__Short task__. Count the lines in the material below that contain the string "Query", and reply with the number only.

====== The data

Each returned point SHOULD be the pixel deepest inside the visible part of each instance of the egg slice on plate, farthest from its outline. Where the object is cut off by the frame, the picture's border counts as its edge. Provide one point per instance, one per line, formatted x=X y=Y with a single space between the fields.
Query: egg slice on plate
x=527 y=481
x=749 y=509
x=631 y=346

============
====== The data

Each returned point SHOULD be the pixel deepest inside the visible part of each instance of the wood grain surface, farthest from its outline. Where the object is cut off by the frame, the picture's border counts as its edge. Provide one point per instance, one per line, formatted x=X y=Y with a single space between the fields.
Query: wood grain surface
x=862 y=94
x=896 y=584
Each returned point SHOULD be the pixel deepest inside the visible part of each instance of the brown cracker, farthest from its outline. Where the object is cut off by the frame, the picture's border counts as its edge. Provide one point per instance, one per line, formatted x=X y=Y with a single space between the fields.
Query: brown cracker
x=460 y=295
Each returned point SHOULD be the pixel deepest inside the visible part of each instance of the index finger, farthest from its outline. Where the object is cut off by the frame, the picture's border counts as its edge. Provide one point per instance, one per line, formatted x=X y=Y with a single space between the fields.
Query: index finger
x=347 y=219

============

__Answer to this task__. 4